(Consigne): Dans le texte fourni plus bas, sur les relations internationales, relevez tous les acteurs au niveau international énumérés dans la première phrase.

(Texte fourni):
########

Les acteurs au niveau international sont ainsi non seulement les États mais aussi les entreprises multinationales, le marché transnational, des groupes d’intérêt nationaux et transnationaux, des églises, des médias ou encore des flux transnationaux d’individus. L’État, selon cette conception, n’a jamais été l’acteur exclusif des relations internationales. Il importe au contraire de le situer dans l’espace et dans le temps. Ainsi, les flux démographiques, économiques et financiers n’ont jamais être pu complètement contrôlés. C’est ici que les approches de l’intégration européenne, à l’exception de l’intergouvernementalisme néolibéral, sont allées le plus loin en s’appuyant très largement sur les développements que nous venons de décrire.

########

(Données fournies):
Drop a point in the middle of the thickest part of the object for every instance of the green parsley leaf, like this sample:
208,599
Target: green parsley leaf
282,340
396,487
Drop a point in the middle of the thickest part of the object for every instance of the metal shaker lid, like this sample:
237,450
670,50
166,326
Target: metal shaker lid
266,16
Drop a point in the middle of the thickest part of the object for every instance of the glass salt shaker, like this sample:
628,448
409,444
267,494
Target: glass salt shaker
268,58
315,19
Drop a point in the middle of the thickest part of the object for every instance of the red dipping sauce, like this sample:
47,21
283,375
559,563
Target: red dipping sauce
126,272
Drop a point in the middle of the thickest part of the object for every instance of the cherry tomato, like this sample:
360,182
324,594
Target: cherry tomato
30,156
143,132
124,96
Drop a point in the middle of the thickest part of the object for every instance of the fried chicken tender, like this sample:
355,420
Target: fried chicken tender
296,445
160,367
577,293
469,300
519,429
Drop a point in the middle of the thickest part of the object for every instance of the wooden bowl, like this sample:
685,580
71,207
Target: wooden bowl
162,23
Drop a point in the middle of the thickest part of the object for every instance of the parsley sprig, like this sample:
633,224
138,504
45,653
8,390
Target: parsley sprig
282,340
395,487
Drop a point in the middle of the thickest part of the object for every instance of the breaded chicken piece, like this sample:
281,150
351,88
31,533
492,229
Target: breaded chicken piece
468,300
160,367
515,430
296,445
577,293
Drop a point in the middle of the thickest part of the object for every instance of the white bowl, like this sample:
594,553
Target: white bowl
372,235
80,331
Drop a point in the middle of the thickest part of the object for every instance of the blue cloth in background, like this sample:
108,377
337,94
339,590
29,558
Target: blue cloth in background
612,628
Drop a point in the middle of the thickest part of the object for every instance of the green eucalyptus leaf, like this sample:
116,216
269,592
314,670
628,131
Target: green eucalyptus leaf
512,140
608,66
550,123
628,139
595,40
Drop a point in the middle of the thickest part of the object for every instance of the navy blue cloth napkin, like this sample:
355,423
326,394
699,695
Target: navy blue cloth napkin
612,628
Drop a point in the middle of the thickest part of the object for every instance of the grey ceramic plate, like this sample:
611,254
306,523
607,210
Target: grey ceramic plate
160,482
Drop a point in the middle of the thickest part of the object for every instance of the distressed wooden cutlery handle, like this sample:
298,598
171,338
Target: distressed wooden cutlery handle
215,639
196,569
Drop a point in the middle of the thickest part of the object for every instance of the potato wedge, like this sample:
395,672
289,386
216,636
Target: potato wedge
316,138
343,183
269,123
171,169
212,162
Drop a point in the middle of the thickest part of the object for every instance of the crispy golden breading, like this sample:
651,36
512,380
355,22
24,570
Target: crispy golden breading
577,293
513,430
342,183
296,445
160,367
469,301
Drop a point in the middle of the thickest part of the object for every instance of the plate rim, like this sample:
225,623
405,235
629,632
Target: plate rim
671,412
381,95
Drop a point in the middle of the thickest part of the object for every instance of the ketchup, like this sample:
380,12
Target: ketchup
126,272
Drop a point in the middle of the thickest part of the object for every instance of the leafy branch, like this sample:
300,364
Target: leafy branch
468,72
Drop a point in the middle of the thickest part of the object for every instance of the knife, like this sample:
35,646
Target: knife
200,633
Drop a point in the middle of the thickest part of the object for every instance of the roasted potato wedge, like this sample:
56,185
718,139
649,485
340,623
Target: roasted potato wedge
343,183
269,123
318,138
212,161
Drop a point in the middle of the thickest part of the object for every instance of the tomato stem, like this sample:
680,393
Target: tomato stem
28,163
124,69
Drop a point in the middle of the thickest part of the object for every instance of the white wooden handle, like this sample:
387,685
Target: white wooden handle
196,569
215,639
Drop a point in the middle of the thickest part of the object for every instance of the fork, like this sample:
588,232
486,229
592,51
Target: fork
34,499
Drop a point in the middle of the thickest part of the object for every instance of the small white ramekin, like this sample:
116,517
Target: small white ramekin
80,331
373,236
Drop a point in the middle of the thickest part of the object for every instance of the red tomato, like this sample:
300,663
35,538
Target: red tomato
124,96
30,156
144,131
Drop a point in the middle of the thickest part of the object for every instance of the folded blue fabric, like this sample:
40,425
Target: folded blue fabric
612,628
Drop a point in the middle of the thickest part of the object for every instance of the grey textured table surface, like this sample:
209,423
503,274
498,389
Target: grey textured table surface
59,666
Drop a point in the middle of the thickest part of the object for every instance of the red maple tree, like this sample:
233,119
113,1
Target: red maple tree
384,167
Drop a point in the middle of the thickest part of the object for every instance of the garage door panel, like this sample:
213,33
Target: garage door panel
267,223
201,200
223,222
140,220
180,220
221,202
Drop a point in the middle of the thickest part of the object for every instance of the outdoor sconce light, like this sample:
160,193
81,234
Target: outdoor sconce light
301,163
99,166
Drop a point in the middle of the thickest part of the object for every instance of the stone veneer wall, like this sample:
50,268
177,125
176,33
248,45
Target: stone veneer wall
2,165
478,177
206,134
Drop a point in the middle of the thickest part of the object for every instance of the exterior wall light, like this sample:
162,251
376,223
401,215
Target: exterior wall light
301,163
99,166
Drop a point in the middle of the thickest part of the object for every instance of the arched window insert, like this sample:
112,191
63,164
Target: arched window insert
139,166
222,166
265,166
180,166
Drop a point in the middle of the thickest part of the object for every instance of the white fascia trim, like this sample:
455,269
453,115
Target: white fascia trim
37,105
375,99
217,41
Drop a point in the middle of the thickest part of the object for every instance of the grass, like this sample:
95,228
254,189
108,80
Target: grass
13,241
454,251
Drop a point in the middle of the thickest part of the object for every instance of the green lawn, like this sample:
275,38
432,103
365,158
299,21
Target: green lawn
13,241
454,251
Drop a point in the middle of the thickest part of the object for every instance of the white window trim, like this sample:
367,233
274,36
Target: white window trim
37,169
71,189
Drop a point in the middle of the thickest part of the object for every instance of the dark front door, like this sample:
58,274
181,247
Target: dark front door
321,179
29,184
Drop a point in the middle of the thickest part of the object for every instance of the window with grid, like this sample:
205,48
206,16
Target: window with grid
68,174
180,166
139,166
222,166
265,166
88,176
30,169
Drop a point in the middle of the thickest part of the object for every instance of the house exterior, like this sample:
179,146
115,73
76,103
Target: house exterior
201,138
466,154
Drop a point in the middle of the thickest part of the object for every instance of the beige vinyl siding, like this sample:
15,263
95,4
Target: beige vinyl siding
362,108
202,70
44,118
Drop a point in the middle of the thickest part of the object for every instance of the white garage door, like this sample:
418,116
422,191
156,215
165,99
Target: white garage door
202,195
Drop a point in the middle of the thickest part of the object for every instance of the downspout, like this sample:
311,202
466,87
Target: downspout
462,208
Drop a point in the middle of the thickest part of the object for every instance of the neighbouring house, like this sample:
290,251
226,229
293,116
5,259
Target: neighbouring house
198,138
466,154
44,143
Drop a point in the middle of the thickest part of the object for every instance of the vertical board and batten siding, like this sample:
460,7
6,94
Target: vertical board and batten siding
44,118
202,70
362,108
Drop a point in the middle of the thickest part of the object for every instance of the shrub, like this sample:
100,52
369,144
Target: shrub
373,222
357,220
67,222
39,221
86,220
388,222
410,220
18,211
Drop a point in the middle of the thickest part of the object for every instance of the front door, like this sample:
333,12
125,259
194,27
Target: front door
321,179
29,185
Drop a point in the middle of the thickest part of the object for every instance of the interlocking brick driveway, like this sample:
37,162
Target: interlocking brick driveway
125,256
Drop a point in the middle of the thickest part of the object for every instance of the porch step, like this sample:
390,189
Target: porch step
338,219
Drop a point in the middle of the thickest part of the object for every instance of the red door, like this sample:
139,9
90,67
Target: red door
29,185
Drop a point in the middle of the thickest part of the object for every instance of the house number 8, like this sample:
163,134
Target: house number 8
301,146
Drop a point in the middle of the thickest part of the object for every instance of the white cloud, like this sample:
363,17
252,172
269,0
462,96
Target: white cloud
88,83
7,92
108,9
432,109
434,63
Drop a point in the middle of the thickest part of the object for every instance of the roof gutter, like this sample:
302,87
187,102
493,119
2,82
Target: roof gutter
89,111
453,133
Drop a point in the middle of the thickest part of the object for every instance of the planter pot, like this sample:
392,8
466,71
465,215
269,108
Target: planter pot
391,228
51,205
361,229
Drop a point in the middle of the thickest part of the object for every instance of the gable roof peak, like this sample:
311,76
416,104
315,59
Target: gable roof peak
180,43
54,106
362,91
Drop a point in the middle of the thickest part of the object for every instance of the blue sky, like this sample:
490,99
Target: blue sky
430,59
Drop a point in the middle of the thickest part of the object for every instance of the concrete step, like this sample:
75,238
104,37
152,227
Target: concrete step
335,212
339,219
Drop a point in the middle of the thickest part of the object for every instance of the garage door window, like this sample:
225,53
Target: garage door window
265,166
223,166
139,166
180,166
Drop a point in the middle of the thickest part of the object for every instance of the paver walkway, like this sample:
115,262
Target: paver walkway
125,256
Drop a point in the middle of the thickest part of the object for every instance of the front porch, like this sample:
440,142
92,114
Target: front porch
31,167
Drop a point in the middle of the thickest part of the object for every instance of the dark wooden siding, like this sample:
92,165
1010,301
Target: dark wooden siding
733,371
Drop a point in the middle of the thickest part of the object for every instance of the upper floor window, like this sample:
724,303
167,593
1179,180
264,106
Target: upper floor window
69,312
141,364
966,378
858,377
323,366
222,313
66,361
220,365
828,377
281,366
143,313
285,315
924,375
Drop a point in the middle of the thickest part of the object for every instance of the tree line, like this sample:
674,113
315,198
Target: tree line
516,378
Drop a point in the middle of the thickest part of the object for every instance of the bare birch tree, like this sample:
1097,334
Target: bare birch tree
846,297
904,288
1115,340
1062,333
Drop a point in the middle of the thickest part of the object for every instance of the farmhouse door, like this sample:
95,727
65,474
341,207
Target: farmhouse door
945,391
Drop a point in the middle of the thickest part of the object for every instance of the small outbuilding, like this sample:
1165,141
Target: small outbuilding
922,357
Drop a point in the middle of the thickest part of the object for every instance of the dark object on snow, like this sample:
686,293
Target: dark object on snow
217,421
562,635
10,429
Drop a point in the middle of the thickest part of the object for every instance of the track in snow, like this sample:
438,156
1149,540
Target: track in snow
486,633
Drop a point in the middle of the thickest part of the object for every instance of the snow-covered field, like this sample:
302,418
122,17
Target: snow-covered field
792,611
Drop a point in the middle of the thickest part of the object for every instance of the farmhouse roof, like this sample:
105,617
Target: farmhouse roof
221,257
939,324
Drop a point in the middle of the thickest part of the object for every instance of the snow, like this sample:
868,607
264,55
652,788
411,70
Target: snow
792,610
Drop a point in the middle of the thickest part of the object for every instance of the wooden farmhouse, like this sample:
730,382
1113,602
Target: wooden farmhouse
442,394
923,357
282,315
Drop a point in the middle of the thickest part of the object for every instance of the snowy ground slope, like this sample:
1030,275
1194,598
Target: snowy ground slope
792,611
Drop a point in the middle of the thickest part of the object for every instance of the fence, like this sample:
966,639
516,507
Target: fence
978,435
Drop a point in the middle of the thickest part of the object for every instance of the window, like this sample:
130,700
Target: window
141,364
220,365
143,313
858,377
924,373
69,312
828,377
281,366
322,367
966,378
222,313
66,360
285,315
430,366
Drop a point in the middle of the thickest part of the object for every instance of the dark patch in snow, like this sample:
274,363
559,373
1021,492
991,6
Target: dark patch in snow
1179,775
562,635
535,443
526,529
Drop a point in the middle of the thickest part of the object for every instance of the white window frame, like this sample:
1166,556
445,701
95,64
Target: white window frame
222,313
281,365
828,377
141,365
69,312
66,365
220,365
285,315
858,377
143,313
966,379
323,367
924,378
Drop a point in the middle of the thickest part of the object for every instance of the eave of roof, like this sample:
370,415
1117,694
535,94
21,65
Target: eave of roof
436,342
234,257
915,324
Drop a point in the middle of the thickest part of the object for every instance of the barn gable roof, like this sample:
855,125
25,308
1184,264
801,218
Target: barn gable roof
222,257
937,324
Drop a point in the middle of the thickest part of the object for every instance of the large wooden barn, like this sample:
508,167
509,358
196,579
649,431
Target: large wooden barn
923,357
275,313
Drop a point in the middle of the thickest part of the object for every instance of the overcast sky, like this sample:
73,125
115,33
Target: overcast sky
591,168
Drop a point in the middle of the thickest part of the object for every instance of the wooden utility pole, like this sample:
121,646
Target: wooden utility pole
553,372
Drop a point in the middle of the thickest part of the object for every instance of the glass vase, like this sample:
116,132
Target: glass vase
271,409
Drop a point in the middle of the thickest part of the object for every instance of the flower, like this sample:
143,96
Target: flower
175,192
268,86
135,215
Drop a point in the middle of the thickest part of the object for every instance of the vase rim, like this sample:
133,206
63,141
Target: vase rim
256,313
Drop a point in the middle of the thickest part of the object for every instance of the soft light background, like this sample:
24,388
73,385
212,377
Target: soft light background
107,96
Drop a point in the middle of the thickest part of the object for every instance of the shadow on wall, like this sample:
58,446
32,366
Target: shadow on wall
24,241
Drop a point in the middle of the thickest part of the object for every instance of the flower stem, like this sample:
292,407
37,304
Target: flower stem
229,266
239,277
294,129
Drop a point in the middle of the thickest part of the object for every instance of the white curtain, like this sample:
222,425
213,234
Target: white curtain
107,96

########

(Réponse attendue):
- les États
- les entreprises multinationales
- le marché transnational
- des groupes d'intérêt nationaux et transnationaux
- des églises
- des médias
- des flux transnationaux d'individus